### Collection entries:
--*--

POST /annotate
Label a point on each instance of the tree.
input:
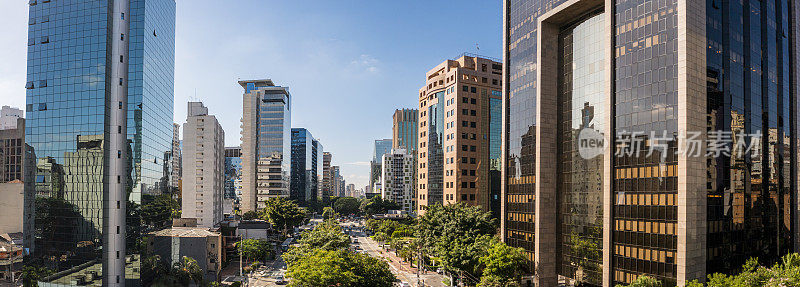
(340, 268)
(250, 215)
(347, 205)
(255, 249)
(328, 213)
(456, 235)
(502, 263)
(283, 214)
(159, 212)
(31, 274)
(376, 205)
(326, 236)
(187, 271)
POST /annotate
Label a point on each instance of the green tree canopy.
(250, 215)
(326, 236)
(340, 268)
(159, 212)
(347, 205)
(283, 214)
(456, 235)
(328, 213)
(376, 205)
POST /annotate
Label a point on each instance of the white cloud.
(365, 63)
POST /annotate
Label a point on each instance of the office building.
(233, 173)
(456, 108)
(306, 167)
(656, 76)
(266, 143)
(175, 156)
(99, 109)
(337, 182)
(397, 179)
(327, 180)
(13, 156)
(405, 130)
(204, 160)
(381, 147)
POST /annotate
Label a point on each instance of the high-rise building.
(99, 101)
(175, 156)
(266, 143)
(12, 144)
(233, 172)
(651, 138)
(456, 109)
(381, 147)
(327, 179)
(12, 169)
(337, 182)
(397, 179)
(306, 167)
(405, 130)
(204, 160)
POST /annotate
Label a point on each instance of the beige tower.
(454, 133)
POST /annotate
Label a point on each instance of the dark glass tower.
(99, 98)
(705, 90)
(306, 167)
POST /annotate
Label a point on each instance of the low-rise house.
(202, 245)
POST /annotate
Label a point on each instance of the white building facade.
(204, 165)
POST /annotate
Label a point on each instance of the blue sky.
(348, 64)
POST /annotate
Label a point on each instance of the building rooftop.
(185, 232)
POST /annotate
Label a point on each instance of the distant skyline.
(348, 64)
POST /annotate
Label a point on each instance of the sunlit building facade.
(99, 96)
(586, 82)
(266, 143)
(457, 133)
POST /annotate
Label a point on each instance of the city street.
(402, 270)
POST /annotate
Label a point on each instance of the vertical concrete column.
(608, 152)
(546, 155)
(117, 106)
(692, 199)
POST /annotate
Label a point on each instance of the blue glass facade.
(68, 82)
(306, 167)
(233, 172)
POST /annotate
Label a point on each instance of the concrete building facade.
(306, 167)
(204, 161)
(266, 143)
(454, 132)
(674, 79)
(397, 179)
(327, 179)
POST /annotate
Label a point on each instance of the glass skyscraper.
(233, 172)
(664, 78)
(266, 143)
(73, 103)
(306, 167)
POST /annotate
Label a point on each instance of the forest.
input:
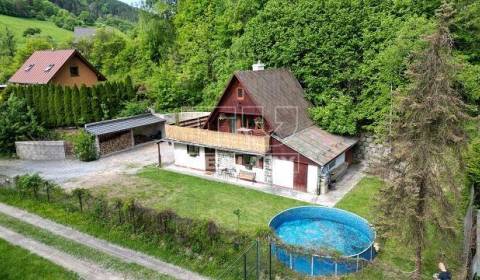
(350, 56)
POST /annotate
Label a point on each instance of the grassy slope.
(199, 198)
(394, 255)
(18, 25)
(17, 263)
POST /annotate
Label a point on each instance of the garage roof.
(118, 125)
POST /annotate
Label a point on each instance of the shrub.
(84, 147)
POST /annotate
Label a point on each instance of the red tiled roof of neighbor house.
(42, 66)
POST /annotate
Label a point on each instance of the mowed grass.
(18, 25)
(18, 263)
(395, 260)
(199, 198)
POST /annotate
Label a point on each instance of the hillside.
(18, 25)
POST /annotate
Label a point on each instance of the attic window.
(29, 67)
(74, 71)
(240, 93)
(48, 68)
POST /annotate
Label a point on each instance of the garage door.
(282, 172)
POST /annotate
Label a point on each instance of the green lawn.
(18, 263)
(198, 198)
(395, 258)
(18, 25)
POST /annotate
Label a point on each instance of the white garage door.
(282, 172)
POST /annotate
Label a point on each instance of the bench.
(245, 175)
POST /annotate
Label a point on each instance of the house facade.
(260, 131)
(58, 67)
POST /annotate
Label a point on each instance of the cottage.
(125, 133)
(260, 130)
(60, 67)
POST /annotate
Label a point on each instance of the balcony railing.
(221, 140)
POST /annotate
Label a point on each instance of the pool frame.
(323, 265)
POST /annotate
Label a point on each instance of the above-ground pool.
(322, 241)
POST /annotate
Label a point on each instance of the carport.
(125, 133)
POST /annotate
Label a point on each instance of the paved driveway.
(74, 173)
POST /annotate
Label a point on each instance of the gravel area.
(74, 173)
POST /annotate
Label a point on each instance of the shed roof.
(42, 66)
(318, 145)
(281, 96)
(117, 125)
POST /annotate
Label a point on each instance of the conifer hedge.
(57, 106)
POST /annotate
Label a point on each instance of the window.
(249, 161)
(29, 67)
(48, 68)
(74, 71)
(240, 93)
(193, 151)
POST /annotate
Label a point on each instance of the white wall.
(282, 172)
(182, 158)
(312, 179)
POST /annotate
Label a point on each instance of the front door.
(300, 171)
(210, 159)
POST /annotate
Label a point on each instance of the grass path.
(84, 269)
(126, 255)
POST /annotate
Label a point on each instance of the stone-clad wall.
(370, 150)
(40, 150)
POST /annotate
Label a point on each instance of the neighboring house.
(260, 130)
(125, 133)
(83, 33)
(60, 67)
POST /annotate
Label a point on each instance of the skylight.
(48, 68)
(29, 67)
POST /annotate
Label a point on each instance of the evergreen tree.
(85, 104)
(59, 106)
(76, 111)
(96, 104)
(52, 116)
(427, 136)
(67, 106)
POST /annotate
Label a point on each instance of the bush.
(84, 147)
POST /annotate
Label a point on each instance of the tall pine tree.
(427, 136)
(67, 106)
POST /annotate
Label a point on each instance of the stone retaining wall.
(40, 150)
(370, 150)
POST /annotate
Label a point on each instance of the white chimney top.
(259, 66)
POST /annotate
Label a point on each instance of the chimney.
(258, 66)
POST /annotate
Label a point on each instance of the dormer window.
(240, 93)
(29, 67)
(48, 68)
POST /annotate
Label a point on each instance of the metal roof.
(117, 125)
(42, 66)
(318, 145)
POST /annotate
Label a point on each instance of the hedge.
(57, 106)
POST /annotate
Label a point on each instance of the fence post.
(258, 260)
(245, 266)
(270, 260)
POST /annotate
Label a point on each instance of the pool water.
(323, 234)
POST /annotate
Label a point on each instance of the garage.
(122, 134)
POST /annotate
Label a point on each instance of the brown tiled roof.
(41, 60)
(281, 96)
(318, 145)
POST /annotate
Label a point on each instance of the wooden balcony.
(220, 140)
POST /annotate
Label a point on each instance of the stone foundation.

--*--

Write the material out again exactly as it appears, dropping the pictures.

### WRITTEN SOLUTION:
POST /annotate
Label a point on each instance of the tree.
input:
(340, 268)
(250, 215)
(347, 205)
(255, 249)
(328, 213)
(456, 235)
(502, 263)
(283, 214)
(159, 212)
(31, 274)
(376, 205)
(326, 236)
(187, 271)
POST /annotate
Label a point on each instance of the green tree canopy.
(250, 215)
(326, 236)
(340, 268)
(159, 212)
(347, 205)
(283, 214)
(456, 235)
(328, 213)
(376, 205)
POST /annotate
Label a point on each instance of the white cloud.
(365, 63)
POST /annotate
Label a point on each instance of the office building.
(233, 173)
(456, 108)
(306, 167)
(656, 76)
(266, 143)
(175, 156)
(99, 109)
(337, 182)
(397, 179)
(327, 180)
(13, 156)
(405, 130)
(204, 160)
(381, 147)
POST /annotate
Label a point on each instance of the high-rise building.
(99, 101)
(175, 156)
(266, 143)
(12, 144)
(233, 172)
(651, 138)
(456, 109)
(381, 147)
(327, 179)
(12, 169)
(337, 182)
(397, 179)
(306, 167)
(405, 130)
(204, 160)
POST /annotate
Label a point on each instance of the beige tower.
(454, 133)
POST /annotate
Label a point on each instance of the dark glass tower.
(99, 98)
(705, 90)
(306, 167)
POST /annotate
Label a point on each instance of the low-rise house.
(202, 245)
POST /annotate
Label a point on each instance of the white building facade.
(204, 165)
POST /annotate
Label a point on each instance of the blue sky.
(348, 64)
POST /annotate
Label a point on each instance of the building rooftop.
(185, 232)
POST /annotate
Label a point on each instance of the distant skyline.
(348, 64)
POST /annotate
Label a point on each instance of the sunlit building facade.
(99, 96)
(586, 82)
(266, 143)
(457, 133)
POST /annotate
Label a point on each instance of the city street.
(402, 270)
POST /annotate
Label a point on each instance of the vertical concrete column.
(608, 152)
(546, 155)
(117, 106)
(692, 199)
POST /annotate
Label a point on each instance of the blue glass facade.
(68, 82)
(306, 167)
(233, 172)
POST /annotate
Label a point on each instance of the concrete building facade.
(306, 167)
(204, 161)
(266, 143)
(454, 132)
(674, 79)
(397, 179)
(327, 179)
POST /annotate
Label a point on each instance of the glass skyscraper.
(233, 172)
(664, 78)
(266, 143)
(73, 103)
(306, 167)
POST /annotate
Label a point on each instance of the forest.
input:
(350, 56)
POST /annotate
Label a point on each instance of the grassy slope.
(199, 198)
(394, 255)
(18, 25)
(17, 263)
POST /annotate
Label a point on each instance of the garage roof.
(118, 125)
POST /annotate
Label a point on each instance of the shrub.
(84, 147)
POST /annotate
Label a point on each instance of the red tiled roof of neighbor house.
(42, 66)
POST /annotate
Label a point on each instance of the mowed grass.
(18, 25)
(18, 263)
(395, 260)
(199, 198)
POST /annotate
Label a point on each instance of the hillside.
(18, 25)
POST /annotate
Label a point on each instance of the attic window.
(29, 67)
(74, 71)
(240, 93)
(48, 68)
POST /annotate
Label a point on each instance of the garage door.
(282, 172)
POST /annotate
Label a point on each instance of the green lawn.
(18, 263)
(198, 198)
(395, 258)
(18, 25)
POST /annotate
Label a point on each instance of the white garage door.
(282, 172)
POST /annotate
Label a point on each instance of the bench.
(245, 175)
POST /annotate
Label a point on each instance of the house facade.
(260, 131)
(58, 67)
POST /annotate
Label a point on each instance of the cottage.
(125, 133)
(260, 130)
(60, 67)
POST /annotate
Label a point on each instance of the balcony railing.
(221, 140)
POST /annotate
Label a point on each instance of the pool frame.
(323, 265)
POST /annotate
Label a point on each instance of the above-ground pool.
(322, 241)
POST /annotate
Label a point on each instance of the carport.
(125, 133)
POST /annotate
Label a point on each instance of the paved driveway.
(74, 173)
POST /annotate
Label a point on each instance of the gravel area.
(74, 173)
POST /annotate
Label a point on each instance of the shed roof.
(42, 66)
(318, 145)
(281, 96)
(117, 125)
POST /annotate
Label a point on each instance of the conifer hedge.
(57, 106)
POST /annotate
Label a point on each instance of the window.
(249, 161)
(29, 67)
(48, 68)
(74, 71)
(240, 93)
(193, 151)
POST /annotate
Label a point on each instance of the white wall.
(282, 172)
(182, 158)
(312, 179)
POST /annotate
Label a point on each instance of the front door.
(300, 171)
(210, 159)
POST /annotate
Label a point on each instance of the grass path.
(84, 269)
(126, 255)
POST /annotate
Label a point on each instance of the stone-clad wall.
(370, 150)
(40, 150)
POST /annotate
Label a point on each instance of the neighboring house.
(260, 130)
(125, 133)
(83, 33)
(60, 67)
POST /annotate
Label a point on each instance of the skylight.
(48, 68)
(29, 67)
POST /annotate
Label a point on each instance of the evergreen tree.
(85, 104)
(59, 106)
(76, 111)
(96, 104)
(52, 116)
(427, 136)
(67, 106)
POST /annotate
Label a point on each instance of the bush.
(84, 147)
POST /annotate
Label a point on each instance of the tall pine tree.
(427, 136)
(67, 106)
POST /annotate
Label a point on each instance of the stone retaining wall.
(40, 150)
(370, 150)
POST /annotate
Label a point on each instance of the white chimney top.
(259, 66)
POST /annotate
Label a point on each instance of the chimney.
(258, 66)
POST /annotate
Label a point on each instance of the dormer window.
(240, 93)
(29, 67)
(48, 68)
POST /annotate
Label a point on each instance of the metal roof.
(117, 125)
(42, 66)
(318, 145)
POST /annotate
Label a point on each instance of the hedge.
(57, 106)
POST /annotate
Label a point on each instance of the fence post.
(258, 260)
(245, 266)
(270, 260)
POST /annotate
Label a point on each instance of the pool water.
(323, 234)
POST /annotate
Label a point on each instance of the garage.
(122, 134)
POST /annotate
Label a point on each instance of the brown tiled roof.
(41, 60)
(281, 96)
(318, 145)
POST /annotate
Label a point on each instance of the wooden balcony.
(220, 140)
POST /annotate
Label a point on each instance of the stone foundation.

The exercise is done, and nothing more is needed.